### Texte retenu
« Je sais maintenant que j’étais aveugle »

 A.B. a été adepte de la Scientologie durant de nombreuses années. Cet ancien scientologue souhaite aujourd’hui témoigner pour éloigner de cette « secte totalitaire » d’éventuels curieux.


Cet ancien adepte s’est fait aborder selon l’usage de la Scientologie : il a rempli un test de personnalité de 200 questions avant d’être invité à un premier cours, une sorte de confession selon un protocole bien précis.

### Données recueillies
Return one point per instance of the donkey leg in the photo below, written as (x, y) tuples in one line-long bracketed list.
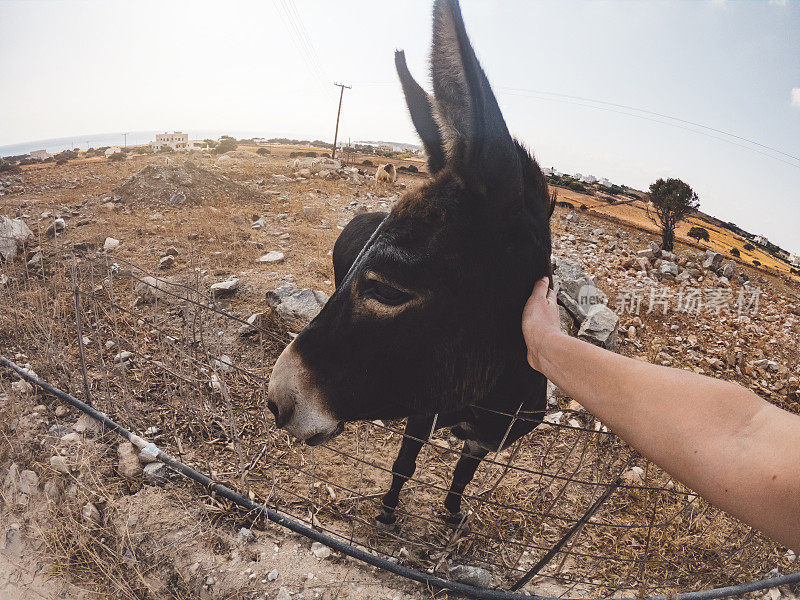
[(405, 464), (471, 457)]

### Consigne
Pouvez-vous reproduire à l'identique le passage du texte retenu qui va de « A.B. a été adepte » jusqu'à « protocole bien précis. » ? Appuyez-vous uniquement sur le texte retenu, sans rien tirer des données.

### Réponse rédigée
A.B. a été adepte de la Scientologie durant de nombreuses années. Cet ancien scientologue souhaite aujourd’hui témoigner pour éloigner de cette « secte totalitaire » d’éventuels curieux.


Cet ancien adepte s’est fait aborder selon l’usage de la Scientologie : il a rempli un test de personnalité de 200 questions avant d’être invité à un premier cours, une sorte de confession selon un protocole bien précis.